Written request >>
Change "drill" to "exercise" everywhere in the items below and repeat them with nothing else altered.

☆ ☆ ☆

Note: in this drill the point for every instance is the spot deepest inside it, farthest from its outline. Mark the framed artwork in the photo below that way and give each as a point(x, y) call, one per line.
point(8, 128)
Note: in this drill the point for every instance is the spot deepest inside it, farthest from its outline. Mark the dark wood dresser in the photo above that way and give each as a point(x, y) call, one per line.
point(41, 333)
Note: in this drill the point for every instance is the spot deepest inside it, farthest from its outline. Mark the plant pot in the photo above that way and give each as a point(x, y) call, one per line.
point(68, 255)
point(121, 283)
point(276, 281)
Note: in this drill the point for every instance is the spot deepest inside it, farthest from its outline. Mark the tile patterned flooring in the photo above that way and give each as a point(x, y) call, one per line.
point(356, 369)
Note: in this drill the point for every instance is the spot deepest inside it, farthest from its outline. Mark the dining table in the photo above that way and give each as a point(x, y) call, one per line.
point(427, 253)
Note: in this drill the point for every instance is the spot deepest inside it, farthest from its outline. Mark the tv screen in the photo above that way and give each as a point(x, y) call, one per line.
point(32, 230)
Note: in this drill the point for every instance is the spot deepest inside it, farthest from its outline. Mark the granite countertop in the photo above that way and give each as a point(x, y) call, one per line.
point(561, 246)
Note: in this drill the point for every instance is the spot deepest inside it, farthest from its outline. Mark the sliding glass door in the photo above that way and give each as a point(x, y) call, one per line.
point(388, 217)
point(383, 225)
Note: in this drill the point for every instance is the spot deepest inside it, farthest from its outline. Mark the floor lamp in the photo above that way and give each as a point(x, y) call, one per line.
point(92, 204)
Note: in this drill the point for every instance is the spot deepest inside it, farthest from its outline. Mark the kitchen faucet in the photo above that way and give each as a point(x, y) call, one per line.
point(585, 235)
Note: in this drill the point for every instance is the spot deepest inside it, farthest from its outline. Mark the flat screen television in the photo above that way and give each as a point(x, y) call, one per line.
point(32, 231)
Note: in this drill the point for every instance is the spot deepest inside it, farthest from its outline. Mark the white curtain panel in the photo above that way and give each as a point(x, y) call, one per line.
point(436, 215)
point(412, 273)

☆ ☆ ☆

Finished answer >>
Note: in this exercise the point for every instance is the spot deepest inside it, farthest from its outline. Mark the framed artwork in the photo below that way and give each as a point(x, y) call, one per line.
point(8, 128)
Note: in this exercise the point for every instance is the spot deepest inside it, farthest from its outline. Mark the dark wood dresser in the photo above that way and give each as a point(x, y) call, one per line.
point(41, 333)
Note: in this exercise the point for every instance is the spot deepest inside it, farthest from its outline. Mark the plant pot in the photo above that way and give each as a point(x, y) call, one per line.
point(68, 255)
point(121, 283)
point(276, 281)
Note: in this exercise the point for every instance is the spot deepest inside it, farthest from its outline. Mark the tile patterned flooring in the photo above that way and give each as a point(x, y) call, one per line.
point(356, 369)
Note: in this exercise the point for every instance is the spot deepest inside it, farthest from its outline. Mark the dining table in the photo above that way and give each as a point(x, y) call, one per line.
point(427, 253)
Note: in this exercise the point for every instance is the spot deepest inside it, farthest from its outline. Mark the tv screen in the photo above that way and give each as a point(x, y) call, one per line.
point(32, 230)
Note: in this exercise the point for every instance is the spot deepest inside it, farthest from its outline. Mark the granite countertop in the photo above that way and give each as a point(x, y) call, one per line.
point(561, 246)
Note: in this exercise the point for every instance is the spot deepest inside it, farthest from its outline. Mark the sliding glass door in the photo above that way and give each as a point(x, y) call, one per line.
point(388, 217)
point(383, 225)
Note: in this exercise the point for every instance is the spot deepest inside it, farthest from its outline. Mark the floor lamp in the photo above that way and give each as a point(x, y) call, one per line.
point(92, 204)
Note: in this exercise the point for every instance is the spot deepest inside it, farthest from its outline. Mark the kitchen faucet in the photo above that way and give each as a point(x, y) call, one per line.
point(585, 235)
Note: in this exercise the point for every instance is the spot deepest inside it, farthest from its outline. Mark the flat screen television in the photo above that way and give each as a point(x, y) call, one per line.
point(32, 231)
Note: in this exercise the point for every instance is the spot deepest inside it, farthest from its outline. Mark the white curtain panel in the photo above that way and give each as a point(x, y) call, one per line.
point(436, 215)
point(412, 273)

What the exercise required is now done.